● **SELECTED TEXT**
[Start of Attachment]
The editors of Plundered Nations are two of the leading economists working on the management of resource wealth. Paul Collier, through innovative and sometimes controversial work on conflict, democracy, and development, helped trigger the attention now being given to the “resource curse” thesis – the idea that mineral or oil wealth cannot be relied on to lead to economic development, stability, or democracy in developing countries. His co-editor, Anthony Venables, heads OxCarre, established in 2007 to become a global center of excellence in the economics of resource rich countries with a mandate to inform policy.
The introductory analysis by Collier and Venables describes the “key decisions” necessary to harness resource wealth for sustained economic development, and the country case studies explore in detail how each of these decisions has played out in each country and with what results.
Leveling the Information Playing Field
Deepwater drilling for oil and gas runs at over $500,000 a day; developing new mines and oil or gas fields can cost billions of dollars. In order to commit to this spending, investors’ licenses need to be secure; but to ensure that investors do not play competitive games to the detriment of government, license terms must also require that prospectors do actually invest in exploration within a relatively brief time period.
[End of Attachment]
● **DATA SHOWN**
[Start of Attachment]
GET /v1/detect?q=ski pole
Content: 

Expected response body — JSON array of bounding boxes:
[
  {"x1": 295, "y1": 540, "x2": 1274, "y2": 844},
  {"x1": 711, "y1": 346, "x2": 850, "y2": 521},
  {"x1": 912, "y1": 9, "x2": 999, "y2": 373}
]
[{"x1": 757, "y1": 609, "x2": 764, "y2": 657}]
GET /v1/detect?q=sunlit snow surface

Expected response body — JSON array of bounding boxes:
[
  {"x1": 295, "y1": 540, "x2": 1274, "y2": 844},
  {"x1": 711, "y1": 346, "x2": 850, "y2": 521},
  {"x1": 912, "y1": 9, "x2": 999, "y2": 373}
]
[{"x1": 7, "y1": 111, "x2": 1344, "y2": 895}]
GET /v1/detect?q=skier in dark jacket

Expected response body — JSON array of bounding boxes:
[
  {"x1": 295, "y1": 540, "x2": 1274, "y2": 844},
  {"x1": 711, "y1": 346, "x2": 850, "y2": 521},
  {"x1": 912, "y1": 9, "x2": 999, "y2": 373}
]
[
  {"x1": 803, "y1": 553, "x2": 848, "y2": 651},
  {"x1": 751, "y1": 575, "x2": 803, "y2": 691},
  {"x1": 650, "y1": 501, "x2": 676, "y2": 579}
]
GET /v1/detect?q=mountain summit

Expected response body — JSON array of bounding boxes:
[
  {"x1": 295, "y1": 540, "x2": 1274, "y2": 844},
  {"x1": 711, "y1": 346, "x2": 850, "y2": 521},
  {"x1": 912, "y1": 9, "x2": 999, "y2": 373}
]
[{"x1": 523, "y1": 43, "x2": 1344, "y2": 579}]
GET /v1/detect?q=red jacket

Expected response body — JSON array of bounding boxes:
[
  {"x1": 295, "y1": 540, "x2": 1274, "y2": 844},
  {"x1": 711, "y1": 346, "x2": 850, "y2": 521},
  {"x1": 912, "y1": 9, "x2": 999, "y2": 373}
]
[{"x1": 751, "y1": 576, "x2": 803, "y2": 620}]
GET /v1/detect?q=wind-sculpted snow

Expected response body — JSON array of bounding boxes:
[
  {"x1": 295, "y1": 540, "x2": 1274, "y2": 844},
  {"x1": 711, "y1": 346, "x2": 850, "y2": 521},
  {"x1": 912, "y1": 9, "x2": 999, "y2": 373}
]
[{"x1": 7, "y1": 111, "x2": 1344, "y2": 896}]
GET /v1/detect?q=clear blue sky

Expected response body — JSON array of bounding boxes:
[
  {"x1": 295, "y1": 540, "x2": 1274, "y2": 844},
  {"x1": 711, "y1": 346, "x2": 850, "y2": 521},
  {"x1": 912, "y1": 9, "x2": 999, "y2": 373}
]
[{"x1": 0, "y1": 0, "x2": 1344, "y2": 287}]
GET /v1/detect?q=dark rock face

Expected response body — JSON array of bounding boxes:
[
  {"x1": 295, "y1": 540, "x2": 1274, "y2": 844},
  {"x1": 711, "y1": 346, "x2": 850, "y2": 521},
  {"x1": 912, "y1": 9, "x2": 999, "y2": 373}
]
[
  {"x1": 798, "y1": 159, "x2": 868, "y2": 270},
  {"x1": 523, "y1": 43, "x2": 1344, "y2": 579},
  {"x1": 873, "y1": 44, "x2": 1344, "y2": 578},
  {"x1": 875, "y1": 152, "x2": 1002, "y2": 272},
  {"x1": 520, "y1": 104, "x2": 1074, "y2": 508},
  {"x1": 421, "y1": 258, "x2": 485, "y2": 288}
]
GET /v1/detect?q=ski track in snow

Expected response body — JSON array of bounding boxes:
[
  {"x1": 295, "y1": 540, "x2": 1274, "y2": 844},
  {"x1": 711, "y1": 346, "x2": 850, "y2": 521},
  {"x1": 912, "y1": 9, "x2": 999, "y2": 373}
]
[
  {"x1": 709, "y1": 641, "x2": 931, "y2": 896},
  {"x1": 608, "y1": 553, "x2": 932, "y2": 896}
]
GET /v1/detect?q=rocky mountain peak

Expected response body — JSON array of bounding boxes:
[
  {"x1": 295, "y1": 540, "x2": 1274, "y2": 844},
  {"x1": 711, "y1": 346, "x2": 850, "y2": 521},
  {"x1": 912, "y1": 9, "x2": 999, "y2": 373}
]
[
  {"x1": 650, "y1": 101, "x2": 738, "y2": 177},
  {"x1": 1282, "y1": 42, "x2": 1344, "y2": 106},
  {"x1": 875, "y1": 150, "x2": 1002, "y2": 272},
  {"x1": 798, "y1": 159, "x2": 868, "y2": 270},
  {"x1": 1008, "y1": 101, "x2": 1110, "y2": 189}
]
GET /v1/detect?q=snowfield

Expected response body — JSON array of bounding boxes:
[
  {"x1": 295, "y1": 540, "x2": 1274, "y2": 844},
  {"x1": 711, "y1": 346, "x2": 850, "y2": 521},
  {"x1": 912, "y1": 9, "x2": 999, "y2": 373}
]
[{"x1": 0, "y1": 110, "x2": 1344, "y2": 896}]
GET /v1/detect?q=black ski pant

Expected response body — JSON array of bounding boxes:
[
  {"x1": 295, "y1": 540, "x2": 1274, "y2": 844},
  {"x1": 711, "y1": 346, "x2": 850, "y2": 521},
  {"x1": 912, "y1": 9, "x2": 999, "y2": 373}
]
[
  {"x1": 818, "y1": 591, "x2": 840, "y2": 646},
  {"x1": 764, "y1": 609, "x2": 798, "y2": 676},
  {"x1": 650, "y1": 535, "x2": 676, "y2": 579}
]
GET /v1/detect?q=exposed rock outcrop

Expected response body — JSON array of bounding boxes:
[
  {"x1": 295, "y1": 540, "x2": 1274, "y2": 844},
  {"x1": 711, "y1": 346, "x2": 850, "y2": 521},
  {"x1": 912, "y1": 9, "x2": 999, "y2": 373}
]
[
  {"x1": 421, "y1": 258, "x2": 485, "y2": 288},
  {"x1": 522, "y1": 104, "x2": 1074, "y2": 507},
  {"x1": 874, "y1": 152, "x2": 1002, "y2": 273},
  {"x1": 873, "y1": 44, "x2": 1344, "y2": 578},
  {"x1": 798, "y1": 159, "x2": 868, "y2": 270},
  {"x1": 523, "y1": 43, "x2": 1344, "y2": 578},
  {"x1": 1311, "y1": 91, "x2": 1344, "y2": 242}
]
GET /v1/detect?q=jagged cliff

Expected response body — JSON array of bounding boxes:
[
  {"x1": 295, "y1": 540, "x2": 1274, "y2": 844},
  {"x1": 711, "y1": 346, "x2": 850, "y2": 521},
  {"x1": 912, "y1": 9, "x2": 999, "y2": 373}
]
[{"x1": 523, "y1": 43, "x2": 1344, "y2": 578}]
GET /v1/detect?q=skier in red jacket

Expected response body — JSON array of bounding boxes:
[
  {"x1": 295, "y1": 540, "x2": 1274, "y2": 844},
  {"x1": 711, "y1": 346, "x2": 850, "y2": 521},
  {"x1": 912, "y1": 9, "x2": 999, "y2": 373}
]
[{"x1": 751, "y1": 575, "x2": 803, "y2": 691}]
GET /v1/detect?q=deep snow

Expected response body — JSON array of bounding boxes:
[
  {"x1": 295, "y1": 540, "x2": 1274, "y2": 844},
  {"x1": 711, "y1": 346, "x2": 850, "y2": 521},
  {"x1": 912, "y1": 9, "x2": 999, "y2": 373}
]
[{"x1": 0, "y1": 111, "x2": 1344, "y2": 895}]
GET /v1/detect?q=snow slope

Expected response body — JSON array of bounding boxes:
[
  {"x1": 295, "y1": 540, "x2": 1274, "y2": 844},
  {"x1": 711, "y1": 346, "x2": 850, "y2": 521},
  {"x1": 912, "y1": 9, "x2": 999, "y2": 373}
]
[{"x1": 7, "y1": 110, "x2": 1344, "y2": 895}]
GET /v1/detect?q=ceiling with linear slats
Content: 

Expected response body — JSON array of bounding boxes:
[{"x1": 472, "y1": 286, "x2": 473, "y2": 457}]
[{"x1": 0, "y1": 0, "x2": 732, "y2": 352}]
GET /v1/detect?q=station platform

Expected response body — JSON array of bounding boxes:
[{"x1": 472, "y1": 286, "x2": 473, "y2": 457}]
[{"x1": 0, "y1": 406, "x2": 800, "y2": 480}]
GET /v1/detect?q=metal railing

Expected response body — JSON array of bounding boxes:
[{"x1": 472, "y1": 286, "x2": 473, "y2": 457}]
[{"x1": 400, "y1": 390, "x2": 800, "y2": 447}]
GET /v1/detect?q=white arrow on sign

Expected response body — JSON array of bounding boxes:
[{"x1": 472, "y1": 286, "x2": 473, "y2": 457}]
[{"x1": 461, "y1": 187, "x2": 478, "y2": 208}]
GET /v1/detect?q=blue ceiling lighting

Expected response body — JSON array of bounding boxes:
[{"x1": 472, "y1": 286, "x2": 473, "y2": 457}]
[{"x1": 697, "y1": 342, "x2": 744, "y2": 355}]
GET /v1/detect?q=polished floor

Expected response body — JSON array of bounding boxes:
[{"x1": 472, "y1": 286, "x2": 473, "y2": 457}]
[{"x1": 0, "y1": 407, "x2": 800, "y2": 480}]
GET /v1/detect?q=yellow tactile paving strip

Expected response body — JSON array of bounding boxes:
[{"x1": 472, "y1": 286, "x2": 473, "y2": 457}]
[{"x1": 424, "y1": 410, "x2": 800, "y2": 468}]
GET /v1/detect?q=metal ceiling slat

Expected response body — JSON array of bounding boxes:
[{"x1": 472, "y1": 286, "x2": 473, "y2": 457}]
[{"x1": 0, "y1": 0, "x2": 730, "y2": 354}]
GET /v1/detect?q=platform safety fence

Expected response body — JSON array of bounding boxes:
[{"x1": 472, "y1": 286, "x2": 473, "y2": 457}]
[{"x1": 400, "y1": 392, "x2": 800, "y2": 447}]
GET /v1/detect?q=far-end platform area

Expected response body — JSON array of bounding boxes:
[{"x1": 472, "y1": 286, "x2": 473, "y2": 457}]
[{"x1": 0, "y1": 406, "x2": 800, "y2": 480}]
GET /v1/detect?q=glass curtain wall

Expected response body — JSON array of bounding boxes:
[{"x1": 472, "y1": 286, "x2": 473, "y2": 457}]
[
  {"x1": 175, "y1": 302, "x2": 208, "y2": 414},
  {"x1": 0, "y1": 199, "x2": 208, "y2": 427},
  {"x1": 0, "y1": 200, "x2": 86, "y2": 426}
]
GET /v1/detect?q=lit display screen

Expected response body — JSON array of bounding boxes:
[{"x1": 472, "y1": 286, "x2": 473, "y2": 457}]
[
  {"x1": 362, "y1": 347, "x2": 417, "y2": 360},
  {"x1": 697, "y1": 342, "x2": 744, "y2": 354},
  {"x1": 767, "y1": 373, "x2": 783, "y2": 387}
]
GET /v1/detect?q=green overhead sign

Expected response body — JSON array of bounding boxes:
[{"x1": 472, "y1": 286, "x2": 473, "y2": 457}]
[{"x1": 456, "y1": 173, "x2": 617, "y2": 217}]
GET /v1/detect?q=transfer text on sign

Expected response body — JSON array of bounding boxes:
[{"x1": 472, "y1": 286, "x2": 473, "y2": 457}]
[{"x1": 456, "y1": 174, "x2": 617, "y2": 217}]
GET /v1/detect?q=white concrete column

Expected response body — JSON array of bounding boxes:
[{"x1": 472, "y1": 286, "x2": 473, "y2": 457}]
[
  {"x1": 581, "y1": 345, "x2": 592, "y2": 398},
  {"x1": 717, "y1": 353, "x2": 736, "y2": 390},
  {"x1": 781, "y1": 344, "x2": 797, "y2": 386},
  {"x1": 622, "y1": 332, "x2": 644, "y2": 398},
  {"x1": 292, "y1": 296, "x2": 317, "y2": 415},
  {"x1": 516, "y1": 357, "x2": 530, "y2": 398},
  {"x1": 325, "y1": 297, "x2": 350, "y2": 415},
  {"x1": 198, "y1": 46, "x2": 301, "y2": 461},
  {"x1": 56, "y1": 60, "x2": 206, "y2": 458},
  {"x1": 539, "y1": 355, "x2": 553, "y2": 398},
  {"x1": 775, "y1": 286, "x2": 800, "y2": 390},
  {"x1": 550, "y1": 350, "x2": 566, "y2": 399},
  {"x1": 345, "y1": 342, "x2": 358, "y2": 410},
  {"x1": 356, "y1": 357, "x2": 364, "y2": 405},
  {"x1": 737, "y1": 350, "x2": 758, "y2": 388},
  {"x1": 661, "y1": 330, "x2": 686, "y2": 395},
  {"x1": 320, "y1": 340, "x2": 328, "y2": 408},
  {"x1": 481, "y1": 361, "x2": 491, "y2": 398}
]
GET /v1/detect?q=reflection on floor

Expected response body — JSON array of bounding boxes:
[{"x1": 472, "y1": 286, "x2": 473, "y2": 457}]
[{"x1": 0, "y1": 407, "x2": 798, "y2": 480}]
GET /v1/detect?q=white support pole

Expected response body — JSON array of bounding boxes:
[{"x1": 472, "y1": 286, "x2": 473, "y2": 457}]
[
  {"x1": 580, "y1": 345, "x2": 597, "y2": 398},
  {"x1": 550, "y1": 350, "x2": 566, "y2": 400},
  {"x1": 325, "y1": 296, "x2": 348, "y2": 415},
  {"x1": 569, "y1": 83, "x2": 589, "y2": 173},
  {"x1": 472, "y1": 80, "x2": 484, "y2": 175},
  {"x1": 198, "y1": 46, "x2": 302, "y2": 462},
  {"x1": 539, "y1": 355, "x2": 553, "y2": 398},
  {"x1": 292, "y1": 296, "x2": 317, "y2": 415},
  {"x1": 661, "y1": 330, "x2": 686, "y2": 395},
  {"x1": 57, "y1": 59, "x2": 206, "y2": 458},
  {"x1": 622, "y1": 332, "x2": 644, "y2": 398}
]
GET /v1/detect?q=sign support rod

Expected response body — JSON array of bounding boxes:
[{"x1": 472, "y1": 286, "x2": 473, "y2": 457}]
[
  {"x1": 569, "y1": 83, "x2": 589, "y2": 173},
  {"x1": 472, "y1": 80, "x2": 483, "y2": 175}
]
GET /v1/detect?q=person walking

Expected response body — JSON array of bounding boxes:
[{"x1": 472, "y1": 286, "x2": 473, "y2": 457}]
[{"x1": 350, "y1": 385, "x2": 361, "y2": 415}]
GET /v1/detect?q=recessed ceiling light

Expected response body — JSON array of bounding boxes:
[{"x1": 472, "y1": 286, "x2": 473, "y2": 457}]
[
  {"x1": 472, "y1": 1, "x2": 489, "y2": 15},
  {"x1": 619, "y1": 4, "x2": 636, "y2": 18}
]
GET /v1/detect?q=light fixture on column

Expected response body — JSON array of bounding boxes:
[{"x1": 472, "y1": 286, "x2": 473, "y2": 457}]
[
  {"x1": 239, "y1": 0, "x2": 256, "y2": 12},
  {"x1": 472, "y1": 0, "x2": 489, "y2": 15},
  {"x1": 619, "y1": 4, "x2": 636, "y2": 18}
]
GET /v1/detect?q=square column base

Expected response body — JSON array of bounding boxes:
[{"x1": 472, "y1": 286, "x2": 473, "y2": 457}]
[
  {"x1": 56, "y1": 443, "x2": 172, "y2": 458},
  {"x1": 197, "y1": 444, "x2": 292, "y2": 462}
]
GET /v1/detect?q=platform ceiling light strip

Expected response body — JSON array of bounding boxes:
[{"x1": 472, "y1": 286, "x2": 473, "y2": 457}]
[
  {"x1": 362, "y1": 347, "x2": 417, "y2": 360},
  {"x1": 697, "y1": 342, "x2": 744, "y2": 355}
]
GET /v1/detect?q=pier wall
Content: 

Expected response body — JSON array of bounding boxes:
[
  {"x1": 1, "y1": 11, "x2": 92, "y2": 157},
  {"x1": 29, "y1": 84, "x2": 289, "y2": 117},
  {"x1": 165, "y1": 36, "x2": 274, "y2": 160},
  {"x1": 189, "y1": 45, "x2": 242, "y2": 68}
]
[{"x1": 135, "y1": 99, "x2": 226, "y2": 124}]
[End of Attachment]
● **TASKS TO COMPLETE**
a: Answer these questions using the Plundered Nations text.
(i) In what year was OxCarre established?
(ii) What daily cost does the Plundered Nations text give for deepwater drilling for oil and gas?
(iii) Who wrote the introductory analysis?
b: Reproduce everything in the Plundered Nations text from "The editors of" down to "to inform policy.", word for word.

● **LIST OF ANSWERS**
a:
(i) 2007
(ii) Over $500,000 a day
(iii) Paul Collier and Anthony Venables

b:
The editors of Plundered Nations are two of the leading economists working on the management of resource wealth. Paul Collier, through innovative and sometimes controversial work on conflict, democracy, and development, helped trigger the attention now being given to the “resource curse” thesis – the idea that mineral or oil wealth cannot be relied on to lead to economic development, stability, or democracy in developing countries. His co-editor, Anthony Venables, heads OxCarre, established in 2007 to become a global center of excellence in the economics of resource rich countries with a mandate to inform policy.